Restate word for word, and only, the lines that extend from the line containing "of the flower" through the end of the records below.

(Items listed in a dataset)
-- Opening Marker --

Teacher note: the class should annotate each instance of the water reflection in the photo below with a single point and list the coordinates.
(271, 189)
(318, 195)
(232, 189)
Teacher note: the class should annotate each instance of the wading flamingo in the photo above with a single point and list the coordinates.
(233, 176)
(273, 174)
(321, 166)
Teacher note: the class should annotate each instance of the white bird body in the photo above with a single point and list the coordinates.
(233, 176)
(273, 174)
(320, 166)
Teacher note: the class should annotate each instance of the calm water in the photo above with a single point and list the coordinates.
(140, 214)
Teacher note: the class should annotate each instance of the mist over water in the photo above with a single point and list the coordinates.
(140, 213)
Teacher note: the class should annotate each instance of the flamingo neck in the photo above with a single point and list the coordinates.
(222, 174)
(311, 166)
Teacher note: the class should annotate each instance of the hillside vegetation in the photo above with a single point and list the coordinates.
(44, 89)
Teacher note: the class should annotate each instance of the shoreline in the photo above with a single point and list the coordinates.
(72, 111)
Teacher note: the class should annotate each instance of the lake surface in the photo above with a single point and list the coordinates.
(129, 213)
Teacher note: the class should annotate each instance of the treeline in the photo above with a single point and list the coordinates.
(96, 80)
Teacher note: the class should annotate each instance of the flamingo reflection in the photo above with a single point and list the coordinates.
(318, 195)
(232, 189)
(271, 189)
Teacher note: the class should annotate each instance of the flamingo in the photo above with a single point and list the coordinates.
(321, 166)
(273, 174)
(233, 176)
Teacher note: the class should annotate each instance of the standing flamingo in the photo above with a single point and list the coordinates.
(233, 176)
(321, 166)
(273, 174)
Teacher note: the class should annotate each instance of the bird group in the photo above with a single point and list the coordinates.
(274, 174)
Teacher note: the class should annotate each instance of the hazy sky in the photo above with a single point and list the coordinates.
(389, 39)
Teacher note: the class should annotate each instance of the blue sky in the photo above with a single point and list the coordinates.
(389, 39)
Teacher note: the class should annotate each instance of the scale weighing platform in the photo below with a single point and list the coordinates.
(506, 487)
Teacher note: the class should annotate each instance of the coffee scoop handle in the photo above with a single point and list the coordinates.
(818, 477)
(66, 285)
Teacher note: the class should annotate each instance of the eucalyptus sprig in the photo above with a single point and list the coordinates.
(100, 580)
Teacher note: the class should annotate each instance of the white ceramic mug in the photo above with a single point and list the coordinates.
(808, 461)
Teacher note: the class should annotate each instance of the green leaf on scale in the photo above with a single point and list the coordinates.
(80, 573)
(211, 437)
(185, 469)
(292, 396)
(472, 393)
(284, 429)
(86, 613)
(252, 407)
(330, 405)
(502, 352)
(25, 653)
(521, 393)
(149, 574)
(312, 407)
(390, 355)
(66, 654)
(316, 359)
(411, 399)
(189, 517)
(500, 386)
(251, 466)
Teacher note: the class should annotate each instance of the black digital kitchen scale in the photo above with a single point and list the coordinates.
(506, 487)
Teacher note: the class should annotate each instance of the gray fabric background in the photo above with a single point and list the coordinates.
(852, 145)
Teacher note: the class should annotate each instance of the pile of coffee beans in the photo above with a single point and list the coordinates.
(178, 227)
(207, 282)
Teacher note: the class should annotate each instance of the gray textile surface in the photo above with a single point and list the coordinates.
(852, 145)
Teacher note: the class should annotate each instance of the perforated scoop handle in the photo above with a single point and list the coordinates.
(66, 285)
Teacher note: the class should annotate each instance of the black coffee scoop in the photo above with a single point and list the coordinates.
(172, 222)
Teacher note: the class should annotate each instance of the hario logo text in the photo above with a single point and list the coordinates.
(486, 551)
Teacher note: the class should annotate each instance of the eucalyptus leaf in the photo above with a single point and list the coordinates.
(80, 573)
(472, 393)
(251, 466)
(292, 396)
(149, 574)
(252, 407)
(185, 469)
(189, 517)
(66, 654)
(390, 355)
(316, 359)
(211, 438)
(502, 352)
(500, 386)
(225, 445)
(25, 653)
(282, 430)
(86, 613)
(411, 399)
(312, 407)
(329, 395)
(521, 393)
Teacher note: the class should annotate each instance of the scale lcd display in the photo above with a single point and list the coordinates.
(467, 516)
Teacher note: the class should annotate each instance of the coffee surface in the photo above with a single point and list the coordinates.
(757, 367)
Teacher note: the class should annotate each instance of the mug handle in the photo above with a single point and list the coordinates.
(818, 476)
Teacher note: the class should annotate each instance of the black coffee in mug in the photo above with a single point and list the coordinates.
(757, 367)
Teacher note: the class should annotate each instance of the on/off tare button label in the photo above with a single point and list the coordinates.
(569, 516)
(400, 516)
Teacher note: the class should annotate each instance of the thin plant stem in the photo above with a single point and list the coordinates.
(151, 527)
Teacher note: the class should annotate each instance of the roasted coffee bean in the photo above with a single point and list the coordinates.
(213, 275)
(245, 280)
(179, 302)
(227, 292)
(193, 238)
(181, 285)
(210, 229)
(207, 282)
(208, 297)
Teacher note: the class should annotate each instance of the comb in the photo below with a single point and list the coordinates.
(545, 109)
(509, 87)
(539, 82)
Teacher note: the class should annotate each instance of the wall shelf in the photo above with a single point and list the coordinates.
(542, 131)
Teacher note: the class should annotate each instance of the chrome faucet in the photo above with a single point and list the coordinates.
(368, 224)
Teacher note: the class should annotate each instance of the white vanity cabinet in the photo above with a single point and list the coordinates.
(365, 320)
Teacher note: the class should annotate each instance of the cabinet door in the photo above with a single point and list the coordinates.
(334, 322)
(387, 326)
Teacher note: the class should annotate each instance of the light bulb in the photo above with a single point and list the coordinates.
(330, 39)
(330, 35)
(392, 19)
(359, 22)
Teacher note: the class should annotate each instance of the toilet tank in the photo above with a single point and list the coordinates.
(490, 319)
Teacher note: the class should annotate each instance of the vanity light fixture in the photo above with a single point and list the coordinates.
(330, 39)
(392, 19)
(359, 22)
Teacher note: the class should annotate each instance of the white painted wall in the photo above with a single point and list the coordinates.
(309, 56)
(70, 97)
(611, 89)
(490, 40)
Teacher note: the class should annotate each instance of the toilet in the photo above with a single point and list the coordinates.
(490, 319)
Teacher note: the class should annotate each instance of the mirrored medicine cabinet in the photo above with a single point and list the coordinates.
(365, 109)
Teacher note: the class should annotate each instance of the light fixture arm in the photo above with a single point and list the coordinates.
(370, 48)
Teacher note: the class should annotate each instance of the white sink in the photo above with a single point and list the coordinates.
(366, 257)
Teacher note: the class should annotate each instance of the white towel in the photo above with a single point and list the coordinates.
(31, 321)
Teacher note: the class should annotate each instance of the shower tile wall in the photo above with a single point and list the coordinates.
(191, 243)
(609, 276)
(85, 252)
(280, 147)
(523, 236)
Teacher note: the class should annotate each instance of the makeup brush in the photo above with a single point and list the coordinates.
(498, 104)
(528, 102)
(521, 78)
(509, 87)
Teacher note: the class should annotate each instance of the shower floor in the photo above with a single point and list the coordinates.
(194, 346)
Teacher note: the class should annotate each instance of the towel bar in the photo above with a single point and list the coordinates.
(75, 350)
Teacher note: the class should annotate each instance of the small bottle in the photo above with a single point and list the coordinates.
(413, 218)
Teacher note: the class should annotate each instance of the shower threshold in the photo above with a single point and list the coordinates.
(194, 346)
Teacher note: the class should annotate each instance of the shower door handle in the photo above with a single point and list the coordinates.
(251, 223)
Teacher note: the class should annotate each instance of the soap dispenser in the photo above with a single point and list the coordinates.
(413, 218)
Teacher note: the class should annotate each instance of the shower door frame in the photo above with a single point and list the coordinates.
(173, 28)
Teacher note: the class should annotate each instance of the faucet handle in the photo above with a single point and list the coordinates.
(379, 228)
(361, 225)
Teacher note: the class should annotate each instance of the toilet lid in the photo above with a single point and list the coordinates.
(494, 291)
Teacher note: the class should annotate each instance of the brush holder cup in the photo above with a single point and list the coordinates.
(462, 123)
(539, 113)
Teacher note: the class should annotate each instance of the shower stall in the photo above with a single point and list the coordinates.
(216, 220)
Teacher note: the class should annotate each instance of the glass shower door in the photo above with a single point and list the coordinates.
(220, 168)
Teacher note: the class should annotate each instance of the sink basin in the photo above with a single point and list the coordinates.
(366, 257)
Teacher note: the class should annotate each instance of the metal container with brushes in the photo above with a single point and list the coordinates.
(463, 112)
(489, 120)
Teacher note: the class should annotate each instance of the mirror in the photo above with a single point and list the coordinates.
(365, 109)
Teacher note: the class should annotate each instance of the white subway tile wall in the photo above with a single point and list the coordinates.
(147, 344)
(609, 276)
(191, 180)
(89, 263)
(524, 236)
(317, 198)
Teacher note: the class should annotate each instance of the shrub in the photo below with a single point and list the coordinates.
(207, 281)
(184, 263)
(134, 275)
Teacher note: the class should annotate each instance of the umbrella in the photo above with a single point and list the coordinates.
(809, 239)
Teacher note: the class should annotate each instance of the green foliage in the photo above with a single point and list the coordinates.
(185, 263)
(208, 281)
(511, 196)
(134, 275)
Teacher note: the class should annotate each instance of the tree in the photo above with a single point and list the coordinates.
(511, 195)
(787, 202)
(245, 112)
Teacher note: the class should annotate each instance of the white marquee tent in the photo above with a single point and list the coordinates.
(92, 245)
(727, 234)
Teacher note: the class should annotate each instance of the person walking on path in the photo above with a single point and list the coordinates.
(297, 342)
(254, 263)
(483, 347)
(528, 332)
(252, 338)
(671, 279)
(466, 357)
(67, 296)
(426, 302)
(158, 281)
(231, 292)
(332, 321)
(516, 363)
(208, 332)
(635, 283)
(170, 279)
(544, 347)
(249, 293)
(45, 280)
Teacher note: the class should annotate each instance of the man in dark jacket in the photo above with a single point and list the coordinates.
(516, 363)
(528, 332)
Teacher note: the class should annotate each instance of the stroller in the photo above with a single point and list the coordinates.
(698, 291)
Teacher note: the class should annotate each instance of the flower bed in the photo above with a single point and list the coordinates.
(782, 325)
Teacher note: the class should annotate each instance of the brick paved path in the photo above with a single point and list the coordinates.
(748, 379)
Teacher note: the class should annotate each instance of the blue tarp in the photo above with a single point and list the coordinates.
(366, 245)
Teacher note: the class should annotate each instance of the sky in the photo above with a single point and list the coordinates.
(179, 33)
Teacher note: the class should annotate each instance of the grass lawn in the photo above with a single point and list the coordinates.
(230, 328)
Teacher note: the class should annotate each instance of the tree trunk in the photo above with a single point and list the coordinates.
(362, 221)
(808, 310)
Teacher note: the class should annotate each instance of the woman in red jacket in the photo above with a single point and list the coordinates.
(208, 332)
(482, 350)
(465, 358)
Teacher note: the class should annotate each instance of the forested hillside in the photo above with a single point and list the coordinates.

-- Closing Marker --

Reply to the exercise:
Teacher note: the class should annotate each instance of the flower bed in the photo above with a single point and list the coordinates.
(782, 325)
Teacher note: the class should annotate each instance of the brick paved path in the photo above with a single point and list the coordinates.
(748, 379)
Teacher note: the class should annotate each instance of the blue tarp in the photo above with a single point and list the coordinates.
(366, 245)
Teacher note: the class should annotate each instance of the sky in the photo above with a single point and list the coordinates.
(179, 33)
Teacher note: the class should annotate each instance of the grass lawn in the photo above with a single point and list the coordinates.
(230, 328)
Teacher note: the class should annotate each instance of the tree trunk in the photo above with a single point and list the coordinates.
(362, 221)
(808, 310)
Teacher note: the class should annotate each instance of the woman in red jacket in the photo above with a single point and list the coordinates.
(208, 332)
(482, 350)
(465, 358)
Teacher note: the class should annotate each instance of the forested hillside in the photo above with a single point and list the coordinates.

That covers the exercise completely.